TO-DO ITEM >>
Swap "positive clicks" for "foreground points" in the lines running from the start of the dataset items through the line containing "positive clicks: (92, 39) (273, 150)", and give those lines again with nothing else changed.

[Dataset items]
━━━━━━━━━━━━━━━━

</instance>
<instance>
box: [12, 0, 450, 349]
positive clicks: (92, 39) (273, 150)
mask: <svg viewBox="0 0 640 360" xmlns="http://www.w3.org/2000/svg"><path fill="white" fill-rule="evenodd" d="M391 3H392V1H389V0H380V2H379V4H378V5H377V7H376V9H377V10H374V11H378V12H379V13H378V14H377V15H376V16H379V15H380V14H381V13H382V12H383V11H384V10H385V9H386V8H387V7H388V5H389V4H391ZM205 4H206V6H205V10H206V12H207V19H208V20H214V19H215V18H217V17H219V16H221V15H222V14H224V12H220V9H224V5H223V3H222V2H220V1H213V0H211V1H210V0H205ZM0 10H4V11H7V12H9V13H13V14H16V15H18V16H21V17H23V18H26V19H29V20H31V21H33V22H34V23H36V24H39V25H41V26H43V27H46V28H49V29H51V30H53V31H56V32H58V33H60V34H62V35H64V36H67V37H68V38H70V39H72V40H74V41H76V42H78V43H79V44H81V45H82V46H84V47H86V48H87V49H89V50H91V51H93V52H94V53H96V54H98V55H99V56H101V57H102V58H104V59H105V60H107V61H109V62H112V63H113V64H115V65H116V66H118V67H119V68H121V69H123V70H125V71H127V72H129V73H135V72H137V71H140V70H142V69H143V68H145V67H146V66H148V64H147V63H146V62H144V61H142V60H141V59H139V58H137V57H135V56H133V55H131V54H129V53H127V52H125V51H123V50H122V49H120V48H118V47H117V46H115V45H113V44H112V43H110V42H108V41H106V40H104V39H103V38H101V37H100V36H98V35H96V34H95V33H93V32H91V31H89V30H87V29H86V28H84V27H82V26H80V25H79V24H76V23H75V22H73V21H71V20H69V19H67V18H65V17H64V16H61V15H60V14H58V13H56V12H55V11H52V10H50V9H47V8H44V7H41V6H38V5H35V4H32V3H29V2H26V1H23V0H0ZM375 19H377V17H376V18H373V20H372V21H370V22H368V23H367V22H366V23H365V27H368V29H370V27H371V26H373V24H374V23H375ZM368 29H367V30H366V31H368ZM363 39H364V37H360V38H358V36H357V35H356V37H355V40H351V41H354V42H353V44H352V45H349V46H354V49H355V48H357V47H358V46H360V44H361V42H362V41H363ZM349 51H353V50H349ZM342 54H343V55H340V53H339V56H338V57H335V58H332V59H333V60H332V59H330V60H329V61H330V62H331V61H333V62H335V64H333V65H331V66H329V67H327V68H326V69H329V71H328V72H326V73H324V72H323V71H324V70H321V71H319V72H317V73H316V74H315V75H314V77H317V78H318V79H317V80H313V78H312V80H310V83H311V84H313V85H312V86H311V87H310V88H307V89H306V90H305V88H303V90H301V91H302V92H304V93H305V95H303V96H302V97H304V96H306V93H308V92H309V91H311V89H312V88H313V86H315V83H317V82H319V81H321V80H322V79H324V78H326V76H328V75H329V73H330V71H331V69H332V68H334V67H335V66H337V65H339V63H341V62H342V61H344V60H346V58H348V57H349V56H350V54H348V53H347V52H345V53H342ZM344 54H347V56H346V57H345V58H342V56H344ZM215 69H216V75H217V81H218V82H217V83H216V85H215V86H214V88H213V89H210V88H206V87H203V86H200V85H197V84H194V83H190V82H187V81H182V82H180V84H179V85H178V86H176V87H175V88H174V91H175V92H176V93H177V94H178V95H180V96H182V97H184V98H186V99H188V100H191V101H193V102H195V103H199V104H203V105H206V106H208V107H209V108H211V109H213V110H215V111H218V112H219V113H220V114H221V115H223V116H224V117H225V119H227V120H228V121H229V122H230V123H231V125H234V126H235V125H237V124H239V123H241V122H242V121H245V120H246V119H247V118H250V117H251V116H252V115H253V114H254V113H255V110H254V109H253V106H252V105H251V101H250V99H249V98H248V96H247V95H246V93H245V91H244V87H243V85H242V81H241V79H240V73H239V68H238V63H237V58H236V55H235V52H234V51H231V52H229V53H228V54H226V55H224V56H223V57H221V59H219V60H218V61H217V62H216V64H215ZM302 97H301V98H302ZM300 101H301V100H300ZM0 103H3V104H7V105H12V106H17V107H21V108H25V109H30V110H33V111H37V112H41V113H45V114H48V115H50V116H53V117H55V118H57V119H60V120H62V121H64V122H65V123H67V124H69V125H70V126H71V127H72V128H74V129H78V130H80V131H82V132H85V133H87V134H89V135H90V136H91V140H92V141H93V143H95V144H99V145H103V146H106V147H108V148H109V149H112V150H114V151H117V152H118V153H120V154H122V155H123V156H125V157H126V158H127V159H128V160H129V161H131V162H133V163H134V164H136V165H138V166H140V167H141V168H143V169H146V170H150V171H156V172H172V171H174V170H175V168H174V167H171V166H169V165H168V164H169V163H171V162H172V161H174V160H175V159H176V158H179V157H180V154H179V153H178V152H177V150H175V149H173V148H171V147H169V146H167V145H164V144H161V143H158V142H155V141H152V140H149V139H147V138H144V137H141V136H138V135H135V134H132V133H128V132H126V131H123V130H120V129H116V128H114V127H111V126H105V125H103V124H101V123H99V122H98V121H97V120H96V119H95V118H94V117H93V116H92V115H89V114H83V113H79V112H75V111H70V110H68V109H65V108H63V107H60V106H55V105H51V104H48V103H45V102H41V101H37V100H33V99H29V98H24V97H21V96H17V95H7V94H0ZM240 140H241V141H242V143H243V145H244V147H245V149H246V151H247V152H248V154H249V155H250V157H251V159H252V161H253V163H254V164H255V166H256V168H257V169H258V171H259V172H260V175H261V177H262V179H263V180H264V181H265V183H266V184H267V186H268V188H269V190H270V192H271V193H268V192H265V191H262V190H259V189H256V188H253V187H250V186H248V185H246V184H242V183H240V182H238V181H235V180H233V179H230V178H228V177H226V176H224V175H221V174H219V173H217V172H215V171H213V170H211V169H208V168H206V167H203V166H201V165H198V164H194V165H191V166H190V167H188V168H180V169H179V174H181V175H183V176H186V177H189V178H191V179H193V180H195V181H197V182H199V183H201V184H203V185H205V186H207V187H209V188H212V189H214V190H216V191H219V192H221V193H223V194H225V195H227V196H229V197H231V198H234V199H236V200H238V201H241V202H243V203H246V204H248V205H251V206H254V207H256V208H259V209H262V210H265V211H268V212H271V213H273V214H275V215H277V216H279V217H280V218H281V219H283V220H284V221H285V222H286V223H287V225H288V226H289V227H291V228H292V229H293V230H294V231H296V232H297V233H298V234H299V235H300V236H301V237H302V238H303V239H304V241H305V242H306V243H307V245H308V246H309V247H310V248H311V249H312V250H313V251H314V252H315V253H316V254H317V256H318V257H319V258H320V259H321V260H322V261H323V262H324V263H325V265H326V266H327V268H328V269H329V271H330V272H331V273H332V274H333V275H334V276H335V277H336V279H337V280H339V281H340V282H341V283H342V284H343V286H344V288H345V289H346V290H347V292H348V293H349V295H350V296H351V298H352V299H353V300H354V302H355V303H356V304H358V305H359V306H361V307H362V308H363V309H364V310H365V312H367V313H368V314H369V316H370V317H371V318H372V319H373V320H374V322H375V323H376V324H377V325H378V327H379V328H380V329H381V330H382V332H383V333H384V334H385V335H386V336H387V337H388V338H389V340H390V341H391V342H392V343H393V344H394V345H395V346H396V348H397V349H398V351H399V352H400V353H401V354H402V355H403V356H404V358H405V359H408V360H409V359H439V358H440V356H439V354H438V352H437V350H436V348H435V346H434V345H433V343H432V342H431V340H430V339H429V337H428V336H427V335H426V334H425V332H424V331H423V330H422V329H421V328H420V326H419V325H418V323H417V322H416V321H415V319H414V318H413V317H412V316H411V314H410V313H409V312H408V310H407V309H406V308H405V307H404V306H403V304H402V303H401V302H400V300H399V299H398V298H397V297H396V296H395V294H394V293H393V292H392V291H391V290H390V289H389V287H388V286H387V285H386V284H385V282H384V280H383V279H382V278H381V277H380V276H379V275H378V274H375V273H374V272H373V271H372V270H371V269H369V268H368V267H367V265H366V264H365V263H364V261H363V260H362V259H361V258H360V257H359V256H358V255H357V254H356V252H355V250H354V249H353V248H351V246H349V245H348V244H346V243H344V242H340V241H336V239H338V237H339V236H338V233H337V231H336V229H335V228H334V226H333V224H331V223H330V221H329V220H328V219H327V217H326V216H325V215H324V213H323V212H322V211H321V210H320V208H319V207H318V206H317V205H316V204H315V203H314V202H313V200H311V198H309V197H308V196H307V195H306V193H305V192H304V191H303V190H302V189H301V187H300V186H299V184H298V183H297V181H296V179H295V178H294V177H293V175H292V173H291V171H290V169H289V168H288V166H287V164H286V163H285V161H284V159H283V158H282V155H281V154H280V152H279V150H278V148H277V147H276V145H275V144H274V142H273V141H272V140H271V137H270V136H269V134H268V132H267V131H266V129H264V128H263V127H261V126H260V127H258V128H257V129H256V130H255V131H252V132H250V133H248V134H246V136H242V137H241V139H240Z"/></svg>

━━━━━━━━━━━━━━━━

WRITTEN RESPONSE >>
</instance>
<instance>
box: [12, 0, 450, 349]
foreground points: (92, 39) (273, 150)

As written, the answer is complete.